**EXERCISE GOAL**.
Please write out everything from "All of these" down to "training manual (https://justisigns2.eu/training-course)." in the passage on the rural training workshops, word for word.

All of these objectives were realised and more. Originally, we had planned to first offer a 3-hour ‘train the trainer’ workshop in each country, followed by the delivery of three 3-hour training workshops in person in each country in rural areas. After the first planning session, we realised that it would be more effective to deliver the rural training first, and then to reflect on the efficacy of the training with educators who currently provide training to police officers and interpreters to see how they could draw on the training materials, and specifically a training manual (https://justisigns2.eu/training-course).
We also decided to use a masterclass model for the rural training and deliver over a whole day rather than just 3-hours to maximise the time. The training schedule was designed to bring police officers and interpreters together for sessions, as well as having separate bespoke sessions with information tailored to their needs. The final masterclass schedule and content was localised for each country.
In the end, only two masterclass workshops were delivered in each country because there were not enough participants available to attend in other rural areas, especially interpreters. There was also an issue with availability of interpreters to provide interpreting for the workshops. This highlights the issue of lack of access for deaf women living in rural areas and lack of availability of interpreters. The training was delivered in Inverness (north) and Helensburgh (west) in Scotland, and the planned workshop in Galashiels (borders) was cancelled. In Ireland, a different strategy was adopted as there was a large interest in one rural area (Donegal) from different stakeholders, so two workshops were held in the same place across two consecutive days, but one workshop planned in the Northwest was cancelled. The workshops were attended by a total of 10 police officers and 8 interpreters and 1 independent domestic abuse advisor in Scotland and a total of 53 police officers, interpreters, and representatives from social services, the local education board and sexual assault treatment unit nurses in Ireland.

**RAW DATA**.
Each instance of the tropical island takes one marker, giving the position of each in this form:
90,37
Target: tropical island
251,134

**EXERCISE OUTPUT**.
All of these objectives were realised and more. Originally, we had planned to first offer a 3-hour ‘train the trainer’ workshop in each country, followed by the delivery of three 3-hour training workshops in person in each country in rural areas. After the first planning session, we realised that it would be more effective to deliver the rural training first, and then to reflect on the efficacy of the training with educators who currently provide training to police officers and interpreters to see how they could draw on the training materials, and specifically a training manual (https://justisigns2.eu/training-course).